◆ **Excerpted text**
== Segment start ==

Personal information
- Born: January 12, 1980 (age 46) Brooklyn, New York, United States

Sport
- Sport: Fencing

Medal record
Women's fencing
Representing United States
Olympic Games
| Silver medal – second place | 2008 Beijing | Foil Team |

= Erinn Smart =

American fencer (born 1980)

Erinn Smart (born January 12, 1980) is an American foil fencer who was a member of the United States fencing team at the 2008 Summer Olympics in Beijing, where she competed in the women's individual and team foil events. Smart is 5 ft 7 in, weighs 125 lb, and is coached by Buckie Leach. Smart's brother Keeth is also a nationally ranked competitive fencer who also started fencing with the Peter Westbrook Foundation.

==Early life and education==
Smart was born in New York City, New York, and lived on Ocean Avenue in Brooklyn. Before taking up fencing, she had taken ballet, ice skating, tennis and track. After her father, an employee at Sports Illustrated, learned about a program aimed at encouraging minority participation in fencing, she began to take up the sport at age 11 at the Peter Westbrook Foundation, whose founder, Olympic saber bronze-medalist Peter Westbrook, has been her mentor. Her brother Keeth, 18 months her senior, took up the sport six months later.

== Segment end ==

Copy the Erinn Smart excerpt from "Erinn Smart (born" to "Peter Westbrook Foundation.", switching each "foil" to "saber". The records have no connection to the Erinn Smart excerpt.

◆ **Listed entries**
== Segment start ==

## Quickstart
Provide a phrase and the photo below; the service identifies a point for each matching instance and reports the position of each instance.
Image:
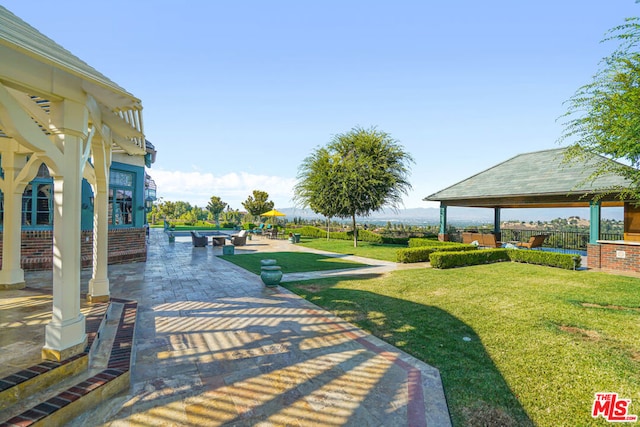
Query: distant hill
(465, 215)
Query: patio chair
(258, 230)
(239, 239)
(198, 240)
(534, 242)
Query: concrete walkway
(214, 347)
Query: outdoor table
(218, 240)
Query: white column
(99, 283)
(12, 275)
(65, 334)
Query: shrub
(419, 242)
(421, 254)
(368, 236)
(363, 235)
(309, 231)
(387, 240)
(442, 259)
(551, 259)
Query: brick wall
(610, 257)
(125, 245)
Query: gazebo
(543, 179)
(64, 119)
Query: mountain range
(429, 216)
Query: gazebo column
(12, 275)
(99, 283)
(65, 334)
(442, 235)
(594, 222)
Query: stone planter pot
(270, 273)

== Segment end ==

◆ **Worked solution**
Erinn Smart (born January 12, 1980) is an American saber fencer who was a member of the United States fencing team at the 2008 Summer Olympics in Beijing, where she competed in the women's individual and team saber events. Smart is 5 ft 7 in, weighs 125 lb, and is coached by Buckie Leach. Smart's brother Keeth is also a nationally ranked competitive fencer who also started fencing with the Peter Westbrook Foundation.